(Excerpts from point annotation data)
━━━━

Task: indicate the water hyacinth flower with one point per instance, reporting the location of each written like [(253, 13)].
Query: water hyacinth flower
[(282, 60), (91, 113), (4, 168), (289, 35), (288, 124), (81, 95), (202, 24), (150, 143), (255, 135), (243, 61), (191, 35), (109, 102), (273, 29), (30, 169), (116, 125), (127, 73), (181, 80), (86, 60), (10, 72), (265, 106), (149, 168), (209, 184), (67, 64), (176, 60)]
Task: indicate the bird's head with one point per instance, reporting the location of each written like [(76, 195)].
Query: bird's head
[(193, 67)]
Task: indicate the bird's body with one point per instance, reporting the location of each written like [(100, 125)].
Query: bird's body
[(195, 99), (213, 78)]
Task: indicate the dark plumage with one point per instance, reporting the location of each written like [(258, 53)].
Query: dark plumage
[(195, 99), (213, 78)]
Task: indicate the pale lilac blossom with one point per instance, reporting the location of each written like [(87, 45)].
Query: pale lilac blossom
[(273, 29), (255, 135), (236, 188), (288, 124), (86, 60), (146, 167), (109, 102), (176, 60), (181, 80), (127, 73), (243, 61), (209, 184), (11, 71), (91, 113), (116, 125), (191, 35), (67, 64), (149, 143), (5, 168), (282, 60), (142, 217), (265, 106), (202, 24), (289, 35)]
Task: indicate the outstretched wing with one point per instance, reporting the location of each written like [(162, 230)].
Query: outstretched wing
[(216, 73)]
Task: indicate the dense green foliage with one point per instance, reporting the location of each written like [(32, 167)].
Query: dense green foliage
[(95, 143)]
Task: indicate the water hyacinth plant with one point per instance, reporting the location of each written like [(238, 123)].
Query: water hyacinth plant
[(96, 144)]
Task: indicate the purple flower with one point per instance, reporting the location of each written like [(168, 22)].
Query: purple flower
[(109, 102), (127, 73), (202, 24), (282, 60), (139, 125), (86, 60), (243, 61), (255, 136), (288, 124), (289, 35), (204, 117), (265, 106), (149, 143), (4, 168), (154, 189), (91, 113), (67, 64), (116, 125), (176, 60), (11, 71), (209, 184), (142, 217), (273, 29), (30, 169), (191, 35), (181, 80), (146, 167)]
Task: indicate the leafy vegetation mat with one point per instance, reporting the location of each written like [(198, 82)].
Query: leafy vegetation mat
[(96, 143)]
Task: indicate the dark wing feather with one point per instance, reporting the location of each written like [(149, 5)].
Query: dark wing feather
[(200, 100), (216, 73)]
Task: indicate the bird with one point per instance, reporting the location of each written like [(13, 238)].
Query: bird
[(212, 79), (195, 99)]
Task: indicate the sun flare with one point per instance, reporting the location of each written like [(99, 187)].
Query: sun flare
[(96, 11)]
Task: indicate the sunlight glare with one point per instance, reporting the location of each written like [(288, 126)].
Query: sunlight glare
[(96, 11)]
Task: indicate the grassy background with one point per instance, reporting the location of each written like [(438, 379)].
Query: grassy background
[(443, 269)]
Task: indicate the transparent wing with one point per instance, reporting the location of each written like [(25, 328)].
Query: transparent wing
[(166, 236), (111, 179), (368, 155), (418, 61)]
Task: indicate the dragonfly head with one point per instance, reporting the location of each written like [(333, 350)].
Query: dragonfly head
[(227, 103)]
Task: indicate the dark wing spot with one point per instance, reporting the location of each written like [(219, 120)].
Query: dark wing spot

━━━━

Your task is to repeat the data exactly; please include every line.

Task: indicate the water hyacinth flower with one point per instance, reporting the location of each written like [(253, 13)].
Query: water hyacinth flower
[(282, 60), (91, 113), (4, 168), (289, 35), (288, 124), (81, 95), (202, 24), (150, 143), (255, 135), (243, 61), (191, 35), (109, 102), (273, 29), (30, 169), (116, 125), (127, 73), (181, 80), (86, 60), (10, 72), (265, 106), (149, 168), (209, 184), (67, 64), (176, 60)]
Task: indicate the bird's head with one point per instance, reporting the location of each written like [(76, 195)].
Query: bird's head
[(193, 67)]
Task: indicate the bird's body with one point per instance, reporting the location of each written like [(100, 125)].
Query: bird's body
[(195, 99), (213, 78)]
Task: indicate the dark plumage with one point per instance, reporting the location of each written like [(258, 53)].
Query: dark plumage
[(195, 99), (213, 78)]
Task: indicate the pale lilac blossom with one point per instance, reporting the location of each written like [(87, 45)].
Query: pale lilac blossom
[(273, 29), (255, 135), (236, 188), (288, 124), (86, 60), (146, 167), (109, 102), (176, 60), (181, 80), (127, 73), (243, 61), (209, 184), (11, 71), (91, 113), (116, 125), (191, 35), (67, 64), (149, 143), (5, 168), (282, 60), (142, 217), (265, 106), (202, 24), (289, 35)]
Task: indicate the outstretched wing with one point per instance, reporting the location of each written like [(162, 230)].
Query: outstretched wing
[(216, 73)]
Task: indicate the dense green foliage with one point per instance, reporting the location of each written like [(32, 167)].
Query: dense green foliage
[(95, 143)]
Task: indicate the water hyacinth plant with one point per instance, reporting the location of each written like [(238, 123)].
Query: water hyacinth plant
[(96, 144)]
Task: indicate the purple flower with one point per instance, reporting the location of each written like [(168, 22)].
Query: purple flower
[(109, 102), (127, 73), (202, 24), (282, 60), (139, 125), (86, 60), (243, 61), (255, 136), (288, 124), (289, 35), (204, 117), (265, 106), (149, 143), (4, 168), (154, 189), (91, 113), (67, 64), (116, 125), (176, 60), (11, 71), (209, 184), (142, 217), (273, 29), (30, 169), (191, 35), (181, 80), (146, 167)]
Task: indicate the leafy vegetation mat with one point per instance, reporting the location of each written like [(198, 82)].
Query: leafy vegetation mat
[(96, 143)]
Task: indicate the dark wing feather with one point per instance, reporting the location of each written like [(149, 5)].
Query: dark wing feather
[(200, 100), (216, 73)]
Task: indicate the bird with one point per instance, reporting the location of each written like [(13, 238)].
Query: bird
[(212, 79), (195, 99)]
Task: indicate the sun flare with one point per instance, reporting the location of each written like [(99, 187)].
Query: sun flare
[(96, 11)]
Task: indicate the sunlight glare with one point per instance, reporting the location of each written like [(288, 126)].
Query: sunlight glare
[(96, 11)]
Task: indicate the grassy background with one point per instance, reporting the location of each written like [(438, 379)].
Query: grassy background
[(443, 269)]
Task: indicate the transparent wing with one point per instance, reporting the location of each written like [(25, 328)].
Query: transparent wing
[(166, 236), (111, 179), (368, 155), (418, 61)]
Task: indicate the dragonfly head with one point per instance, reporting the location of each written like [(333, 350)].
Query: dragonfly head
[(227, 103)]
Task: indicate the dark wing spot with one point per instance, reporting the location of each written like [(219, 120)].
Query: dark wing spot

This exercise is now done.